Input records below:
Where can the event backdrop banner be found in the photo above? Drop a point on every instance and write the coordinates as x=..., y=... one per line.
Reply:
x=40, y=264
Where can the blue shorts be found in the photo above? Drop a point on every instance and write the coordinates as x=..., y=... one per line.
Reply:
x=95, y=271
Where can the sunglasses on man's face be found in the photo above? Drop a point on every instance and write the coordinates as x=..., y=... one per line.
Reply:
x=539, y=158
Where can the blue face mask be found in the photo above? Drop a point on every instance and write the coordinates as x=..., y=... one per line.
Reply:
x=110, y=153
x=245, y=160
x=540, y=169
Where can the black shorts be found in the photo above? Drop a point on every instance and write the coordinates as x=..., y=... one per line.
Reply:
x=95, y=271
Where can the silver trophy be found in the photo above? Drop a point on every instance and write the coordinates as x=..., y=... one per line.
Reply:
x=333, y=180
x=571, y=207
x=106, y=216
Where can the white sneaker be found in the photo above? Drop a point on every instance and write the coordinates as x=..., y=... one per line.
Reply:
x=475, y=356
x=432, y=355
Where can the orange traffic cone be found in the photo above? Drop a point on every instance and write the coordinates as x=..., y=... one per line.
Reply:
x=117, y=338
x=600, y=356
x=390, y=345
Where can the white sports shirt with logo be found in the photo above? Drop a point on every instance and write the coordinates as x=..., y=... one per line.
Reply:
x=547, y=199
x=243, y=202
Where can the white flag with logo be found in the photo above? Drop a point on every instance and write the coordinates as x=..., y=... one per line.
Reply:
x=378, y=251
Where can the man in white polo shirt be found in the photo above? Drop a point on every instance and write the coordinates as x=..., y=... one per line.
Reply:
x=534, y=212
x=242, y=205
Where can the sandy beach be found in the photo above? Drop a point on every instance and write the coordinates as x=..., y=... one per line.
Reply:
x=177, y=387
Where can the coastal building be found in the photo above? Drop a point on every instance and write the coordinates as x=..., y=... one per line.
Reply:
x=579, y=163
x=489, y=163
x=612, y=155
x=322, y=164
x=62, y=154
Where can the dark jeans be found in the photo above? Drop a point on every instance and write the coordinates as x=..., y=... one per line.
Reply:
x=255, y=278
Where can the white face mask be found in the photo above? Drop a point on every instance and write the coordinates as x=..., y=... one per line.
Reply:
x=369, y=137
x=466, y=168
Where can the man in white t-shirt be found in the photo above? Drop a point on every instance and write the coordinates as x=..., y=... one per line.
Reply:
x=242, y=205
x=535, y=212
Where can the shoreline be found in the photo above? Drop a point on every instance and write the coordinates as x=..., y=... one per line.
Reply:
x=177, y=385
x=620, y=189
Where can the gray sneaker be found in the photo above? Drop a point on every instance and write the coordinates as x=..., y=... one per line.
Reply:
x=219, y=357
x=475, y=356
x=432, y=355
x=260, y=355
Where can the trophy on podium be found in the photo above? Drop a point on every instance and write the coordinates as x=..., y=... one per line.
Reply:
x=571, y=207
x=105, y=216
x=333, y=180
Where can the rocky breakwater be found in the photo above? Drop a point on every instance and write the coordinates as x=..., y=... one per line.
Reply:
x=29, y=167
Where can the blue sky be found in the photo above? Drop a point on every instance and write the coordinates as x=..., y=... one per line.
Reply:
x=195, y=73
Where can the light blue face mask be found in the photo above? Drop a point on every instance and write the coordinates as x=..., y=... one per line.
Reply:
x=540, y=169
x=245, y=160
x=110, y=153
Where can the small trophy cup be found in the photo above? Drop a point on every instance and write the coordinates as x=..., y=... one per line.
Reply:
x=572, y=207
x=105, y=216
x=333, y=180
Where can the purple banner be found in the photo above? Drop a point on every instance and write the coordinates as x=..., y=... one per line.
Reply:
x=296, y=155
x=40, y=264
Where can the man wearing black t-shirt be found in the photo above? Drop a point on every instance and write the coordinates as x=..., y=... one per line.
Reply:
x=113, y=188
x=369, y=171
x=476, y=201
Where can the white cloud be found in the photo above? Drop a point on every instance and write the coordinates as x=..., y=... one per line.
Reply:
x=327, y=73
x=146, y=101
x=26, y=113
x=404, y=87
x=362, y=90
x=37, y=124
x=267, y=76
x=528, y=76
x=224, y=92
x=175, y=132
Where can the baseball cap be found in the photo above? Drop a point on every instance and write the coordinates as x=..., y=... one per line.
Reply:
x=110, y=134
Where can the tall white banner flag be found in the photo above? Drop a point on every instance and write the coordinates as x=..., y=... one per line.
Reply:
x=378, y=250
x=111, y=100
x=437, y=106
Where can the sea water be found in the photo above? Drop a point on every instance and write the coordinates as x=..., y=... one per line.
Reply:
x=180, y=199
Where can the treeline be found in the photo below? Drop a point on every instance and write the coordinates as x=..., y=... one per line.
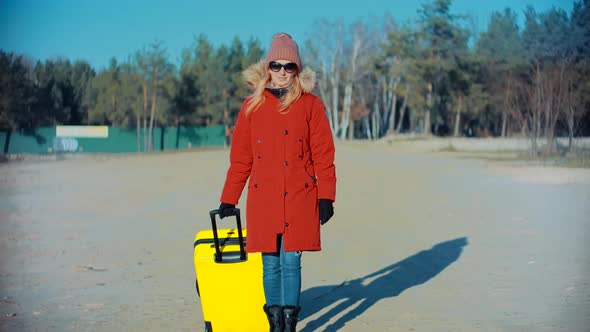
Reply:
x=436, y=75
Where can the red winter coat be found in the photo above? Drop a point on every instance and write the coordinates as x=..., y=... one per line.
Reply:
x=289, y=160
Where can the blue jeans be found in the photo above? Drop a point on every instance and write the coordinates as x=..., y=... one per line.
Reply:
x=282, y=277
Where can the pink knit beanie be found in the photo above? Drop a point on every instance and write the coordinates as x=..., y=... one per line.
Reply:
x=283, y=47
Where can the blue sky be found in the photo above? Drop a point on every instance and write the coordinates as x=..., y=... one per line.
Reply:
x=98, y=30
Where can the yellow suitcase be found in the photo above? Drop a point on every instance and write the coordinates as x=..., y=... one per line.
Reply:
x=228, y=280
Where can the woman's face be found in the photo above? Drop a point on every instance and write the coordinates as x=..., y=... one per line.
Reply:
x=281, y=78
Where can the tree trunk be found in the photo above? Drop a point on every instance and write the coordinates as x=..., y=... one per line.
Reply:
x=458, y=116
x=427, y=123
x=335, y=82
x=367, y=127
x=145, y=103
x=138, y=121
x=376, y=118
x=346, y=109
x=504, y=123
x=153, y=110
x=393, y=107
x=402, y=113
x=429, y=109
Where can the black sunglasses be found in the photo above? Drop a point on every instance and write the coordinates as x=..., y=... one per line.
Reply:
x=289, y=67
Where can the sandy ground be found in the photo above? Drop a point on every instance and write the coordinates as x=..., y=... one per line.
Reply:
x=419, y=242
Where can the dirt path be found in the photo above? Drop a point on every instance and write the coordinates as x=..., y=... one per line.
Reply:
x=419, y=242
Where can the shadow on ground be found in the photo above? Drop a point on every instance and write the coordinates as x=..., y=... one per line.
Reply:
x=362, y=293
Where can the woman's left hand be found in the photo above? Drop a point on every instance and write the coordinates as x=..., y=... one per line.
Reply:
x=326, y=210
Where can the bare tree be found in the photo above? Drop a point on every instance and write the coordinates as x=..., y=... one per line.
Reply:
x=325, y=49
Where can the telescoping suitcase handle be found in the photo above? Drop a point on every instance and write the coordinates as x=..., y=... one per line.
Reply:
x=228, y=257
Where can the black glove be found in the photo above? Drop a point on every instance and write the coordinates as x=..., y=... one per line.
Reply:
x=326, y=210
x=226, y=210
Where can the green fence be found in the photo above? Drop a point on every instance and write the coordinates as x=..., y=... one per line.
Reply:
x=119, y=140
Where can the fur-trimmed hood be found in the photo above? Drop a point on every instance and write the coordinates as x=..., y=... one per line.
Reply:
x=256, y=73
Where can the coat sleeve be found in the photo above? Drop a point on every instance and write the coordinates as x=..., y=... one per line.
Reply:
x=240, y=158
x=322, y=151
End of Input records.
### Activity
Looking at the records above, say how many of their lines include the word "trophy", with no other words.

### Written answer
3